*Set task*. Set out the lines below as a Markdown table with two columns, No. and Line, giving each line its own numbered row and leaving out any blank lines.
---------- Dataset ----------
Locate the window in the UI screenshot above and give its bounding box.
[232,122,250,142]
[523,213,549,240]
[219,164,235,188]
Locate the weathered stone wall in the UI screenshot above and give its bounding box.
----------
*Full response*.
| No. | Line |
|---|---|
| 1 | Locate the window in the UI screenshot above and give its bounding box. |
| 2 | [232,122,250,142] |
| 3 | [523,213,549,240] |
| 4 | [219,164,235,188] |
| 5 | Locate the weathered stone wall in the UI screenshot above and give its bounding box. |